Section de texte:
Examiner des traditions funéraires diverses et multiplier les cérémonies de deuil peut aider à donner une sensation de conclusion et de finalité qui aide à passer à autre chose.

 

Conclusion

Comme je l’ai écrit plusieurs fois dans cet article, nous avons tous et toutes notre propre rapport au décès, au deuil et à la mort, et aucun de ces rapports n’est supérieur à un autre. Il peut nous sembler problématique qu’une personne ne soit « pas assez triste », ce qui suggère qu’elle n’a pas compris ce qui se passe ou qu’elle détestait secrètement le défunt, ou « trop triste », ce qui suggère qu’elle est au bord de la dépression clinique, mais « la bonne quantité de tristesse », qui conviendrait à une sorte de Boucle d’Or du deuil, est un mirage.

Le mieux que nous pouvons accomplir est de faire preuve d’honnêteté les uns envers les autres, de ne pas tenter de nous mentir sous prétexte de nous épargner du chagrin, et d’accueillir nos émotions au fur et à mesure qu’elles se présentent.

 

[1]Voire moins, parce que les parfaits inconnus ne nous agacent pas et n’insultent pas nos choix de vie.

[2]Surtout qu’à ce stade on serait en train de convaincre notre proche que le tiers était génial comme ça notre proche pourrait être triste de son décès, ce qui n’a aucun sens. 

[3]La Suisse et la Belgique ne sont pas loin, après tout.

[4]Très peu de choses, finalement, sont le signe d’une personnalité monstrueuse et vide d’empathie.


2 commentaires
  • Un grand merci pour ce sujet, On trouve rarement de texte qui l’aborde.

Données enregistrées:
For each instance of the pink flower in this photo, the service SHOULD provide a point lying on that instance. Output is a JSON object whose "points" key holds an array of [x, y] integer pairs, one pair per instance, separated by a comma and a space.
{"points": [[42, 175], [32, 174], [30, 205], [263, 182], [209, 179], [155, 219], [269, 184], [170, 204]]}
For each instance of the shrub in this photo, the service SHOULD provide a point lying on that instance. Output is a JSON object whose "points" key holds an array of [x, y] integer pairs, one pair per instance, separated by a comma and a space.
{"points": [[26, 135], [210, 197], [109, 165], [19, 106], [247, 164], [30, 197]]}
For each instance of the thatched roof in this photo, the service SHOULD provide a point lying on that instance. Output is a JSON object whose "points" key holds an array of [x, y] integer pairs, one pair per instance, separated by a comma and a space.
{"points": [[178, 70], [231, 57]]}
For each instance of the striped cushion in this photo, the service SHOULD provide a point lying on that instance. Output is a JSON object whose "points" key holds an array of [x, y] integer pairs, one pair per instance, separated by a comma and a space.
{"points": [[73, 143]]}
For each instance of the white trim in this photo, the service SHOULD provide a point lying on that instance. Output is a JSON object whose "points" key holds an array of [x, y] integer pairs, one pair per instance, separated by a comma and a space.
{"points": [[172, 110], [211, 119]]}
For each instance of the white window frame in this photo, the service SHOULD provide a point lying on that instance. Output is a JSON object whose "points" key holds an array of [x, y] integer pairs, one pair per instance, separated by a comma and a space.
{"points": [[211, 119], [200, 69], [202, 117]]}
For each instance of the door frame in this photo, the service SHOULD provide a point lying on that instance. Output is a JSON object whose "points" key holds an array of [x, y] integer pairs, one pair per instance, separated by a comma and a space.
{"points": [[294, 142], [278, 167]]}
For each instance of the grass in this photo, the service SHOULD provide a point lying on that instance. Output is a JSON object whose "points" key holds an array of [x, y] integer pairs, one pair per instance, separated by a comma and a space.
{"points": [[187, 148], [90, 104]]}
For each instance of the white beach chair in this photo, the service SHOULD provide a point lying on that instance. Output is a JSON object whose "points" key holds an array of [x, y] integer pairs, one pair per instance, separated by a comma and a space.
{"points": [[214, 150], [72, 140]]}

Parties de l'exercice:
1. Dans la section de texte, quelles sont toutes les actions que le texte présente comme « Le mieux que nous pouvons accomplir » ?
2. Pouvez-vous traduire en anglais cette phrase de la section de texte : « Très peu de choses, finalement, sont le signe d'une personnalité monstrueuse et vide d'empathie. » ?
3. Répondez à ces questions sur la section de texte :
(a) Quels pays la note [3] nomme-t-elle ?
(b) À quel personnage le texte associe-t-il « la bonne quantité de tristesse » ?
(c) Combien de commentaires la page indique-t-elle ?

Résultats:
1.
- faire preuve d'honnêteté les uns envers les autres
- ne pas tenter de nous mentir sous prétexte de nous épargner du chagrin
- accueillir nos émotions au fur et à mesure qu'elles se présentent

2. Very few things, in the end, are the sign of a monstrous personality devoid of empathy.

3.
(a) La Suisse et la Belgique.
(b) À Boucle d'Or.
(c) 2.